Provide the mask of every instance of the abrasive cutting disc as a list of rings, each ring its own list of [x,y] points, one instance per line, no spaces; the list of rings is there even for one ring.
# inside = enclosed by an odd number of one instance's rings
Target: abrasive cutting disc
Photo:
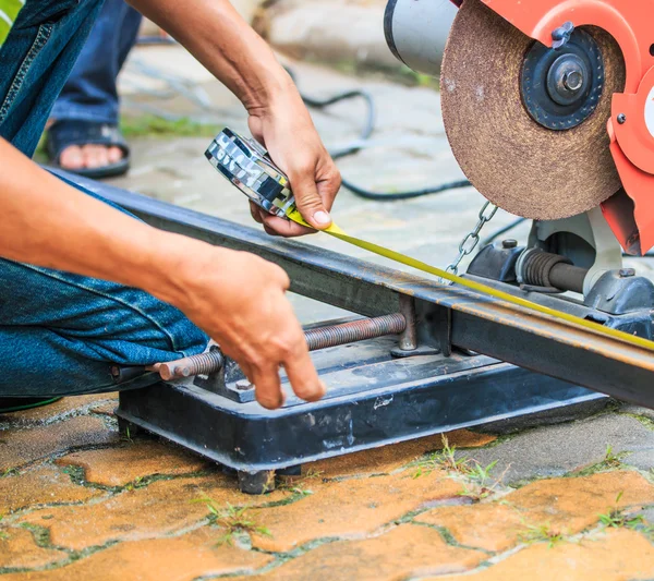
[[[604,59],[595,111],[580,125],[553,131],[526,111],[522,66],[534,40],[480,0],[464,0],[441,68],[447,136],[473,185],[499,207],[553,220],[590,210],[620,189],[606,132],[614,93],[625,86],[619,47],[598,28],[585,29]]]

-*-*-

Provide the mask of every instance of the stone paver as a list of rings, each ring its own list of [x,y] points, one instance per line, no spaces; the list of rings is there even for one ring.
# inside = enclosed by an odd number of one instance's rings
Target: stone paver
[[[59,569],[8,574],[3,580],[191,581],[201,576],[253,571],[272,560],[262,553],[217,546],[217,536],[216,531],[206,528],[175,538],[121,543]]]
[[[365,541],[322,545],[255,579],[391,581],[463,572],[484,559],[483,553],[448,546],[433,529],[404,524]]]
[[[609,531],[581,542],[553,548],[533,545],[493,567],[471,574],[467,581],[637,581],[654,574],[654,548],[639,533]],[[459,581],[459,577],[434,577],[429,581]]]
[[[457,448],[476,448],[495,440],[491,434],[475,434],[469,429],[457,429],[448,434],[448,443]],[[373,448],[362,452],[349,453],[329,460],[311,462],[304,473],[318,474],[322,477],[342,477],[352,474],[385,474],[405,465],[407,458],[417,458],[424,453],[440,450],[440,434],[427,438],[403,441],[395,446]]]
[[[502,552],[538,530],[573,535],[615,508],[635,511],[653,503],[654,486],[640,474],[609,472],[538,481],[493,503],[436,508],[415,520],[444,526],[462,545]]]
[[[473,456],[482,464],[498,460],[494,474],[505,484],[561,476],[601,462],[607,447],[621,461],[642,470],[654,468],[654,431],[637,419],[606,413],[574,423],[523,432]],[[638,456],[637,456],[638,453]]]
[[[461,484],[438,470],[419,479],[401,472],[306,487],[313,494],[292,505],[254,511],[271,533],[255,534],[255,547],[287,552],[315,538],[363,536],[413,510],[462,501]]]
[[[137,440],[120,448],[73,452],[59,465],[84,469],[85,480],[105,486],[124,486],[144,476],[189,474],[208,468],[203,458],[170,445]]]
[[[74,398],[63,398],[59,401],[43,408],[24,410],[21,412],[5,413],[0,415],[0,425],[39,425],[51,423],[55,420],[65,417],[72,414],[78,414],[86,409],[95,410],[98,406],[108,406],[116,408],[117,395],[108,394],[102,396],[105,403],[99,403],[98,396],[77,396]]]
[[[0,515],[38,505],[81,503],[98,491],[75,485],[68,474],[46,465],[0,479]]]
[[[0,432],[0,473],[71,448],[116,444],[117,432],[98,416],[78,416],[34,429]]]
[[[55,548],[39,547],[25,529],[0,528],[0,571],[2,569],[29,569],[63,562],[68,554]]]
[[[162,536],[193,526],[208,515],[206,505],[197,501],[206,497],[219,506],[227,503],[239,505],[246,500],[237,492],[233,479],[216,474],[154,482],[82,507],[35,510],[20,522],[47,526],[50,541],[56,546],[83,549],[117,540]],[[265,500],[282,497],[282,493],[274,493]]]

-*-*-

(TASK DESCRIPTION): Rewrite the material from the line containing "Provide the mask of every instance of the stone" up to and including the line containing "Target: stone paver" as a numbered list, leaving out blank lines.

(RESULT FOR THIS EXERCISE):
1. Provide the mask of every instance of the stone paver as a list of rings, each ring its own list of [x,y] points, one instance per line, no spaces; the list of rings is there even for one ring.
2. # inside = enclosed by an odd number of one instance's rings
3. Target: stone paver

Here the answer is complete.